SET EXERCISE
In the entries below, starting at the line that contains "Locate the fireplace logs" and ending at the last line of the entries, give each line as one string in a JSON list, leaving out blank lines.

DATA LISTING
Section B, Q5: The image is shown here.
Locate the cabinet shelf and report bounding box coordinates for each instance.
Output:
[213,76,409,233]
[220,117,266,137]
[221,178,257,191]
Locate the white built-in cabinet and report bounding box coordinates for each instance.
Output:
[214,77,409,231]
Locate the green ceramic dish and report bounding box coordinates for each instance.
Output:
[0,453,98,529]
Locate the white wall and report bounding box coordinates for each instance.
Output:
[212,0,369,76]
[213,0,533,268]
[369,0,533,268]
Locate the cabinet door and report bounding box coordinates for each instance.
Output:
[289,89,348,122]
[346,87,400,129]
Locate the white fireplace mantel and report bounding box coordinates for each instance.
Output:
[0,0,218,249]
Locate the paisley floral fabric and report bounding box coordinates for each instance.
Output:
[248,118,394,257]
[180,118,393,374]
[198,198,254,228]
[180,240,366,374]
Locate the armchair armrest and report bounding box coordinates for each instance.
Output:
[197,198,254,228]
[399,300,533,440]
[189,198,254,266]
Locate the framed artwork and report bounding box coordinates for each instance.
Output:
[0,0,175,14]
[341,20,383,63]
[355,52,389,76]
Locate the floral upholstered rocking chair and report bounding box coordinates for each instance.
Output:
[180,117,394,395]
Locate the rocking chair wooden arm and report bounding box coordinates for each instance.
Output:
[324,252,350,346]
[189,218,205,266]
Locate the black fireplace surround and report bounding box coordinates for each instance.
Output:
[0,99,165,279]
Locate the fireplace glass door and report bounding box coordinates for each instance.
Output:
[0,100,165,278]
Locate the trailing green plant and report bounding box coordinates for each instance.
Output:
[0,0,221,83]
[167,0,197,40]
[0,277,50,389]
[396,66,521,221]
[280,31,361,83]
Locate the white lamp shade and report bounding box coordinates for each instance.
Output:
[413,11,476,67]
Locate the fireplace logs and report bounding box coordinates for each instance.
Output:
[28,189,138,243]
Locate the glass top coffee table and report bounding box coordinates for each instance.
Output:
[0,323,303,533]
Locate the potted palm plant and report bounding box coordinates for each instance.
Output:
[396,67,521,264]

RESULT
[
  "Locate the fireplace logs and report bounding box coordinates for each instance.",
  "Output:",
  "[28,189,138,243]",
  "Locate the glass top coffee table and report bounding box coordinates for each instance.",
  "Output:",
  "[0,323,303,533]",
  "Locate the potted palm plant and report bounding box coordinates for each instance.",
  "Output:",
  "[396,67,521,264]"
]